═════ Records

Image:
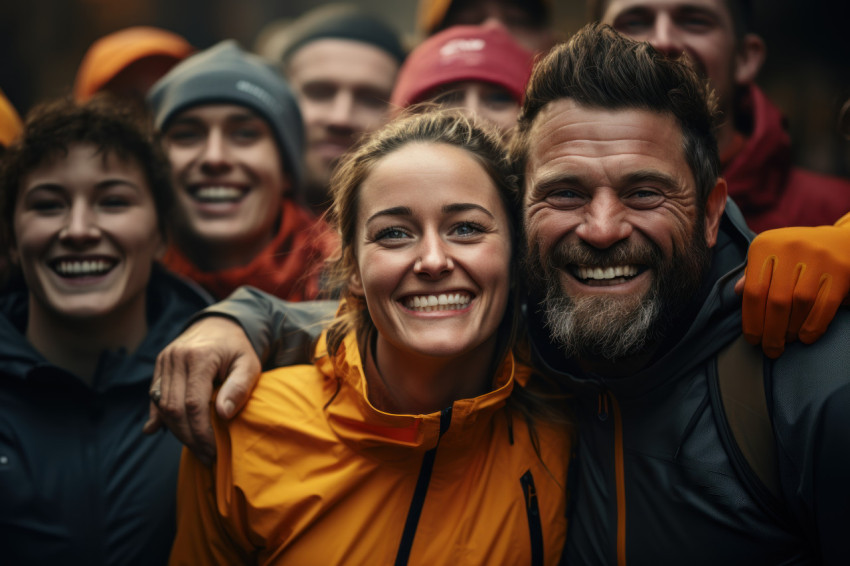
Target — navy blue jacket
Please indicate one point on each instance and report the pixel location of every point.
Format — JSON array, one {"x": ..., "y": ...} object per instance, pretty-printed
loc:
[
  {"x": 658, "y": 480},
  {"x": 79, "y": 482}
]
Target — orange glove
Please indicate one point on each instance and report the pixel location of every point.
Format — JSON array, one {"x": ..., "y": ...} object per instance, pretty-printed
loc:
[{"x": 796, "y": 279}]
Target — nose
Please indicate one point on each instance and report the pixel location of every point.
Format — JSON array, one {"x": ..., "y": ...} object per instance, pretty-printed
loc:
[
  {"x": 81, "y": 228},
  {"x": 434, "y": 259},
  {"x": 604, "y": 222},
  {"x": 341, "y": 112},
  {"x": 666, "y": 36},
  {"x": 216, "y": 153}
]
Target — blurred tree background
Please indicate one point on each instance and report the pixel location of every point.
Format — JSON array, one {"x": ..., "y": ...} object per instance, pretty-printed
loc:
[{"x": 807, "y": 72}]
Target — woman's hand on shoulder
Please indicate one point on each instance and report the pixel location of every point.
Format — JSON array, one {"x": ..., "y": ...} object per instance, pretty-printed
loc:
[{"x": 214, "y": 350}]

══════════

◆ **Assigned task**
In the answer, give only the lines from the top of the data above through the line with "Target — orange glove", reproduced exactly; no picture may appear.

◆ **Completed task**
Image:
Target — navy blue jacket
Please indicate one point on each instance and report the pixel location of every point.
Format — JSON array, one {"x": ..., "y": ...} object per instance, pretty-printed
loc:
[
  {"x": 658, "y": 480},
  {"x": 79, "y": 482}
]
Target — orange glove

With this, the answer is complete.